[Data excerpts]
>>>

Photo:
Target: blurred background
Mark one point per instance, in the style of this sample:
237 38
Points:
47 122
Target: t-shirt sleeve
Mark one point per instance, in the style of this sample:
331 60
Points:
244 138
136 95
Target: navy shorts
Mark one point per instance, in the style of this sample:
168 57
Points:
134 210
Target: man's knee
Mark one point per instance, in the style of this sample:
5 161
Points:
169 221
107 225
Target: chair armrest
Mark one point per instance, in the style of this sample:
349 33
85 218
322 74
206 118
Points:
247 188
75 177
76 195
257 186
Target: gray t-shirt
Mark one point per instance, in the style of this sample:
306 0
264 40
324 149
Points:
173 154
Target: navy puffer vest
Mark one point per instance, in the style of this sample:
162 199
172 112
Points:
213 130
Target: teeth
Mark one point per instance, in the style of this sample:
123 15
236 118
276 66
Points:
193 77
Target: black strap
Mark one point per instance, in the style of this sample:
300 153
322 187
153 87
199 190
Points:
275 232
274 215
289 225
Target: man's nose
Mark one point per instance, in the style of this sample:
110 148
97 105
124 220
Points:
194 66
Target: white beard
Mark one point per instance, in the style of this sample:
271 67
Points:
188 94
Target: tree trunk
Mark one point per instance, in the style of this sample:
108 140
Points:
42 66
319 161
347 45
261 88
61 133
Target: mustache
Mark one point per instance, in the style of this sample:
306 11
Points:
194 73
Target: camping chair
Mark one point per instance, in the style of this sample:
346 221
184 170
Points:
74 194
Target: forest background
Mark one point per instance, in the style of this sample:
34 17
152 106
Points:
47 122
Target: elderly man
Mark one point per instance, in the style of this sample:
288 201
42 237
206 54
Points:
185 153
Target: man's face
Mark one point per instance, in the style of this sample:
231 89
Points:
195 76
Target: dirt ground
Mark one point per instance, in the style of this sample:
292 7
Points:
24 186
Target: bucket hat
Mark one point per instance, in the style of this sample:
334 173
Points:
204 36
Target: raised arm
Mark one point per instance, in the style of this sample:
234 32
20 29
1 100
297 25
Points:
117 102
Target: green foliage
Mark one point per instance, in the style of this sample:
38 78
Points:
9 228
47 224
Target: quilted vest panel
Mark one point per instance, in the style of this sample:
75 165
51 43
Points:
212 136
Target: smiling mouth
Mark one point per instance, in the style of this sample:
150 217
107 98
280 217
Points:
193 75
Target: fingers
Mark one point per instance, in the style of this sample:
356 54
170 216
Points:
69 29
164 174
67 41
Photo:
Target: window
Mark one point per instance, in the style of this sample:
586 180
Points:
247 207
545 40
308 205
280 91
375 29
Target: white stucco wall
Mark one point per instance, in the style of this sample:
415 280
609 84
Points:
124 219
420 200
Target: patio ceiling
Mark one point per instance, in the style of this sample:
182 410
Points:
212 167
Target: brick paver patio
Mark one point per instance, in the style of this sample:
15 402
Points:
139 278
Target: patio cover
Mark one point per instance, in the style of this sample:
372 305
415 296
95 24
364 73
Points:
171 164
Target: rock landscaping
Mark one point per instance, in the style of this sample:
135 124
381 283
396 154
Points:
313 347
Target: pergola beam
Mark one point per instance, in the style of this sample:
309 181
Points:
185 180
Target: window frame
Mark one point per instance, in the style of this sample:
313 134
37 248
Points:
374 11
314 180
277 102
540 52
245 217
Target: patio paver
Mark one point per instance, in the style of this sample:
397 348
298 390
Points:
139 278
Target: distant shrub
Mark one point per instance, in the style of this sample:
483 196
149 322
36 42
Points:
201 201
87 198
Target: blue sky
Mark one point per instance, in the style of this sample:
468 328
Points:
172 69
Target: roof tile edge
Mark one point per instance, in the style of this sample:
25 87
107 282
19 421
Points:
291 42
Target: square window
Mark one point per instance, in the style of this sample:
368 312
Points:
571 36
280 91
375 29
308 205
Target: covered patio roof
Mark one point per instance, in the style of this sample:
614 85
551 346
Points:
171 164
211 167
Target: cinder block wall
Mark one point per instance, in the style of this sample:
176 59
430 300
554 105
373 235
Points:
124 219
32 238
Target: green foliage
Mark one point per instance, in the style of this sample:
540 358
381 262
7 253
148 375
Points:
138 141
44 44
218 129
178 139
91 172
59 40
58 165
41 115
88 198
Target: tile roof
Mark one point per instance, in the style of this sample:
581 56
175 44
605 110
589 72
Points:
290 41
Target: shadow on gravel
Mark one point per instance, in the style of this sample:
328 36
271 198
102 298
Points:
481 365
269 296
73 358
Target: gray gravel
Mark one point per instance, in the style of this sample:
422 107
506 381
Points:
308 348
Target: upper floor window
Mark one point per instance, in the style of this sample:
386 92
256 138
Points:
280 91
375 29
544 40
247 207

<<<

**Problem to solve:** Give back, verbatim, the lines from the top of the entries above through the line containing "Target: forest background".

**Output for this task:**
Photo:
Target: blurred background
Mark one point per instance, in the style of this sample:
237 38
Points:
47 122
Target: t-shirt sleeve
Mark one point per instance, in the style of this sample:
331 60
Points:
244 138
136 95
Target: navy shorts
Mark one point per instance, in the style of this sample:
168 57
Points:
134 210
Target: man's knee
Mark one point per instance, in the style of this sample:
5 161
Points:
169 221
107 225
Target: chair armrest
Mark one point per instance, in the style of this sample:
349 33
85 218
322 74
206 118
Points:
247 188
75 177
76 195
257 186
Target: gray t-shirt
Mark one point per instance, in the style of this sample:
306 0
264 40
324 149
Points:
173 154
Target: navy puffer vest
Mark one point per instance, in the style of this sample:
162 199
172 112
Points:
213 130
Target: teeth
Mark one point per instance, in the style of this sample:
123 15
236 118
276 66
Points:
193 77
Target: black strap
Mark one point per instance, in the style of this sample:
300 153
322 187
153 87
199 190
Points:
275 232
274 215
289 225
Target: man's nose
Mark one point per instance, in the style of this sample:
110 148
97 105
124 220
Points:
194 66
Target: white beard
Mark one point per instance, in the style of this sample:
271 67
Points:
188 94
Target: tree trunk
Mark one point per instance, in the style of this sample:
108 140
Points:
42 66
319 161
347 45
261 88
61 133
Target: mustache
Mark one point per instance, in the style of this sample:
306 11
Points:
194 73
Target: camping chair
Mark one point per instance, in the style of this sample:
346 221
184 170
Points:
74 194
Target: forest background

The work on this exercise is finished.